聞いてきました

ステファン・ポップ

4月18日、サントリーホール大ホールにて。

いろいろなものが限界を迎えるとおいしいケーキを買いに行ったり、チケットを増やしたりするのですが今回はこうなりました。

パヴァロッティの再来といわれているそうで、渡邊さん指揮の東京フィルによる運命の力序曲を楽しみながらどんな何だろうとわくわくしていました。

ところでサントリーホールの入り口で開場の時に流れるパイプオルゴール。あの鳴り始め、エトワールの一幕フィナーレっぽくないですか?気のせい?

www.youtube.com

気のせいでした。

(4/25追記)

1フィナじゃなくて間奏曲のほうでした

www.youtube.com

(追記ここまで)

**保存データ**
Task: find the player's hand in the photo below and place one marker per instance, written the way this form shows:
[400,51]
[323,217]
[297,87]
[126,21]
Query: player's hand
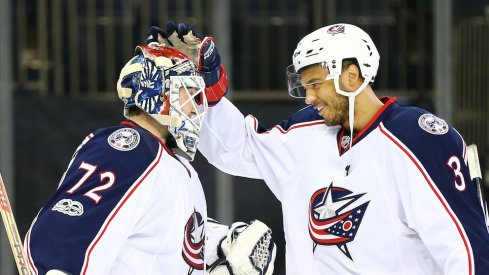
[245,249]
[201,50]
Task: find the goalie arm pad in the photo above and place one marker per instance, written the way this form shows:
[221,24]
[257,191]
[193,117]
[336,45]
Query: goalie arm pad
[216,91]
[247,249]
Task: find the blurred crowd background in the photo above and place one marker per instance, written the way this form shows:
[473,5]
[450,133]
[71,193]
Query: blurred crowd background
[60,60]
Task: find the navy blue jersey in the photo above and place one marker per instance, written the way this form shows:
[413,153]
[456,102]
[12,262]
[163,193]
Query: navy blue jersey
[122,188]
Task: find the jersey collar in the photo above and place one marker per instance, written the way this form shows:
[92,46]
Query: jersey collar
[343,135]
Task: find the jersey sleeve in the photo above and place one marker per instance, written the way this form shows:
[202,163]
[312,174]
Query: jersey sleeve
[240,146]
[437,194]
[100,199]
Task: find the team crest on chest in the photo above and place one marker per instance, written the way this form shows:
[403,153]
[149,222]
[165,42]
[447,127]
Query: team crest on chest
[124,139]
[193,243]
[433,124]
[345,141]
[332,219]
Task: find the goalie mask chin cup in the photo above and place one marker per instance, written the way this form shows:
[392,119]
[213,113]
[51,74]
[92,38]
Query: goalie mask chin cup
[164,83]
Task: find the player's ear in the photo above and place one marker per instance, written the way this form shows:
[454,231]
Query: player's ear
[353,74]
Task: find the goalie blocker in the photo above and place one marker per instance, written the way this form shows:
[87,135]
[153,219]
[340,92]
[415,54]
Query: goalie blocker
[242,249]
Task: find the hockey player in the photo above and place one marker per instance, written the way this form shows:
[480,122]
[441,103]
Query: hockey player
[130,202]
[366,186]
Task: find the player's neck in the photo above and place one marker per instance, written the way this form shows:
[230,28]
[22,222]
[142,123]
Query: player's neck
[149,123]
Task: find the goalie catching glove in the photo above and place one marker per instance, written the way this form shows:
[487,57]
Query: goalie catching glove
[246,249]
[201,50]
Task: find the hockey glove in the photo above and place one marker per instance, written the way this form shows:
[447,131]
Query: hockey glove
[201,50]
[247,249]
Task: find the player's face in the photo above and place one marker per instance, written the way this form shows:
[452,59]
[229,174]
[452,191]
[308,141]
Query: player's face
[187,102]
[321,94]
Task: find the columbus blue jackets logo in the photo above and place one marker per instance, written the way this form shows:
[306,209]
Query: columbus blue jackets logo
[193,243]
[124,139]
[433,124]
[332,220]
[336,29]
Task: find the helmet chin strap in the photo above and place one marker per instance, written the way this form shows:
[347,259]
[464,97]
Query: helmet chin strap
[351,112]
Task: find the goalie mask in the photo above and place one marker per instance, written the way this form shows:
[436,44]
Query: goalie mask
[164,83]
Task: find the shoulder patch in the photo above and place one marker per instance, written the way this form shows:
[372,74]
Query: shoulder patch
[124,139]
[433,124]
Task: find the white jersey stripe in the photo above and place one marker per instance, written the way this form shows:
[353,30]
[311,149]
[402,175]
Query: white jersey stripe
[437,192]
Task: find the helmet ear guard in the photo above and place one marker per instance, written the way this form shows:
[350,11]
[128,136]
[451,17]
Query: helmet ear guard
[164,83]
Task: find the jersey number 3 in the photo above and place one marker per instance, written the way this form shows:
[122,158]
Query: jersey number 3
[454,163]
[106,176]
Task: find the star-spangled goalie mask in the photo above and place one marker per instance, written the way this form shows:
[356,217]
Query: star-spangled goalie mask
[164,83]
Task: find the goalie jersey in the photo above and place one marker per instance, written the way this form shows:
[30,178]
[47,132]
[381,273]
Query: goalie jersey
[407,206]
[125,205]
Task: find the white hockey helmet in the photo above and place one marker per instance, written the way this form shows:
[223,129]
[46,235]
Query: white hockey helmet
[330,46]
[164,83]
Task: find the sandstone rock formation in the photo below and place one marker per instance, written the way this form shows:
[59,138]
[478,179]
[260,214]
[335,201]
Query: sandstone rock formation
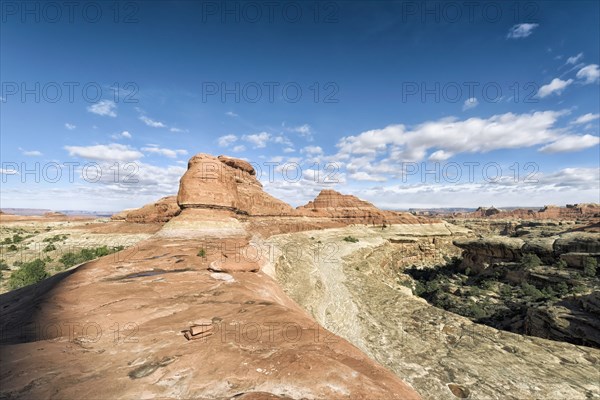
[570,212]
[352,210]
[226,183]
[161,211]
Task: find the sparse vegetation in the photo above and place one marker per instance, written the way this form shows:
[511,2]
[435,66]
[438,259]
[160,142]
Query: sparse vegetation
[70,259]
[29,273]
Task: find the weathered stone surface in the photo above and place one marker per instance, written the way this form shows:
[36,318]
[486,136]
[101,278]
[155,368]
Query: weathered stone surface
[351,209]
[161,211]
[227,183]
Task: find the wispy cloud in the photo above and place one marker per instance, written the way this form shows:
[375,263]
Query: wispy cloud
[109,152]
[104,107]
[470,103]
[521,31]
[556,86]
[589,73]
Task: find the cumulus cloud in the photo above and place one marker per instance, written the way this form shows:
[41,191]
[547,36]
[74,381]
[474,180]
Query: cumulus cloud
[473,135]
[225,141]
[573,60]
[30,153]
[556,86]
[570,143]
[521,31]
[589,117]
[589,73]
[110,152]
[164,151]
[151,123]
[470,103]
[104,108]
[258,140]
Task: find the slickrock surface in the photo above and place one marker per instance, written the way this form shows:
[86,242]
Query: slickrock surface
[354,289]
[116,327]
---
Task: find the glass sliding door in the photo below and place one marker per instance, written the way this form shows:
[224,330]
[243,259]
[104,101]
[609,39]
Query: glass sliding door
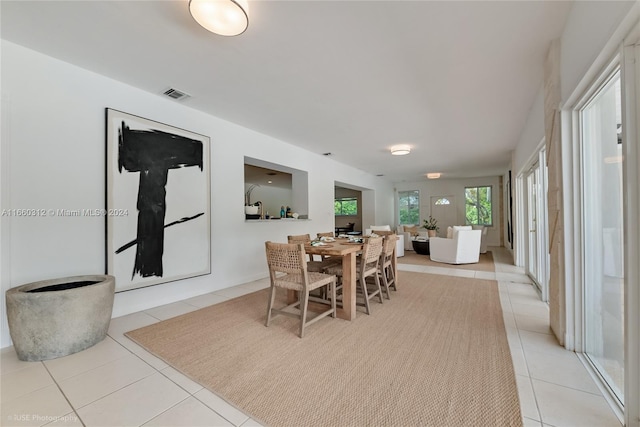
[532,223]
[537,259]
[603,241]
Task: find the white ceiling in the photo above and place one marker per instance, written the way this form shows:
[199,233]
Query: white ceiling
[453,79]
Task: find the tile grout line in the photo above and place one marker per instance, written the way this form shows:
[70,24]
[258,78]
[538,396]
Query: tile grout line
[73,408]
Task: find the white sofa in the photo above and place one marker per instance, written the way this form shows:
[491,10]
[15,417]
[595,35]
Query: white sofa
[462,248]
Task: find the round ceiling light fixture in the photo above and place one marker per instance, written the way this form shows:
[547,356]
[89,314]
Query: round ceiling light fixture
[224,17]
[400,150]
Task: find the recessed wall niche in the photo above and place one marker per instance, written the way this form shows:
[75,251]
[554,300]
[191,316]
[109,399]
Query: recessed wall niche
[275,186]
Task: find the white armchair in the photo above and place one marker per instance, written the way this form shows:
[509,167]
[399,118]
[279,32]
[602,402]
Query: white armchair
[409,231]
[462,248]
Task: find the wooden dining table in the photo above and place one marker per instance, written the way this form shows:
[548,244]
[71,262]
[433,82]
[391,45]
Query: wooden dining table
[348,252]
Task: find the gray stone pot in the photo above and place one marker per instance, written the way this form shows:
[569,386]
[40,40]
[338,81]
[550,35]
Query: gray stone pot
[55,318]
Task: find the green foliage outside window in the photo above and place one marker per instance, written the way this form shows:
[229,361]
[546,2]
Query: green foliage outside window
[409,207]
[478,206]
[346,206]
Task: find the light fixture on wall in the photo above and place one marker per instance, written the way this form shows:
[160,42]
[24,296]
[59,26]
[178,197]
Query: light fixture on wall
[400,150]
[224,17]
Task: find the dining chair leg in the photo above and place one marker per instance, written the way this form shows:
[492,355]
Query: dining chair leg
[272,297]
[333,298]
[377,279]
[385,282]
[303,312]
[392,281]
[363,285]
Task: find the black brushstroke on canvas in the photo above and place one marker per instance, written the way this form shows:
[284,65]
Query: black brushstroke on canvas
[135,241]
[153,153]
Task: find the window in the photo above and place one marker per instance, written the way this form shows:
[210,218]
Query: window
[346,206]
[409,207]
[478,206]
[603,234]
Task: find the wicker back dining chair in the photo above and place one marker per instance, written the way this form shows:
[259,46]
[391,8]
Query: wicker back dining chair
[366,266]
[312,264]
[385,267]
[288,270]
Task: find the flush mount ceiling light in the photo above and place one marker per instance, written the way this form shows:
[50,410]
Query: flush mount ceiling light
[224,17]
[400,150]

**課題**
コンサートの感想文のうち、「いろいろなものが限界を迎える」と「っぽくないですか?気のせい?」を含めてその間の部分を、一字一句違えずに書き写しなさい。

**解答**
いろいろなものが限界を迎えるとおいしいケーキを買いに行ったり、チケットを増やしたりするのですが今回はこうなりました。

パヴァロッティの再来といわれているそうで、渡邊さん指揮の東京フィルによる運命の力序曲を楽しみながらどんな何だろうとわくわくしていました。

ところでサントリーホールの入り口で開場の時に流れるパイプオルゴール。あの鳴り始め、エトワールの一幕フィナーレっぽくないですか?気のせい?